Rewrite the entries below as a numbered list, leaving out any blank lines.

### Dataset entries
....

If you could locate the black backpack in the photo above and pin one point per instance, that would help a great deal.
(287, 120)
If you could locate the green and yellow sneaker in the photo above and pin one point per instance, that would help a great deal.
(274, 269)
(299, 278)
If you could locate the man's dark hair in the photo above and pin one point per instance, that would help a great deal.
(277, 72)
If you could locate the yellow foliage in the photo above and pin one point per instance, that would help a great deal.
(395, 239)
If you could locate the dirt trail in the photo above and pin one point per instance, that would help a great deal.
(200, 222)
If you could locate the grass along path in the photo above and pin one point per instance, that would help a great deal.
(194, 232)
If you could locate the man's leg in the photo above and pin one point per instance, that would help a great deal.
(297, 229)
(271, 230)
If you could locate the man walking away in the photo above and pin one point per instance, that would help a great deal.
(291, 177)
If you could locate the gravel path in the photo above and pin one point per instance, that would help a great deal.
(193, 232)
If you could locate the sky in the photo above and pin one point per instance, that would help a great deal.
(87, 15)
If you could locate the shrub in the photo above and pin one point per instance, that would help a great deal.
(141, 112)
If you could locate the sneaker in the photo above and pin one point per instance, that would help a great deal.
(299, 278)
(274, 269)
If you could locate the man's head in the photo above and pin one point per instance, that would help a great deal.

....

### Reply to the exercise
1. If you could locate the black backpack in the photo above and pin one point per instance, that would help a great deal.
2. (287, 120)
3. If you could locate the green and yellow sneaker in the photo above and pin one point per instance, that would help a great deal.
4. (274, 269)
5. (299, 278)
6. If you could locate the man's dark hair in the photo above and pin one point per instance, that would help a great deal.
7. (277, 72)
8. If you could locate the yellow foliage in the photo above and pin one point per instance, that would help a great deal.
9. (395, 239)
10. If you could locate the dirt trail in the photo above and pin one point per instance, that would help a great deal.
11. (200, 222)
12. If you could locate the grass along path in the photo above and pin one point per instance, that would help a great deal.
13. (194, 232)
14. If you could locate the man's leg in the photo above and pin one point per instance, that would help a great deal.
15. (297, 229)
16. (271, 230)
17. If you could locate the man walking away in the photo above and pin one point per instance, that would help a great deal.
18. (291, 177)
19. If you could locate the gravel path in the photo above and pin one point per instance, that would help a great deal.
20. (193, 232)
21. If you could locate the sky in the photo above and pin one point per instance, that would help a great deal.
22. (87, 15)
23. If you could locate the shrub in the photo above and pin one point per instance, that would help a great deal.
24. (141, 112)
25. If you could locate the sneaker in the photo above and pin one point per instance, that would help a great deal.
26. (299, 278)
27. (274, 269)
28. If you could locate the man's head in the photo above and pin one point per instance, that would help a great deal.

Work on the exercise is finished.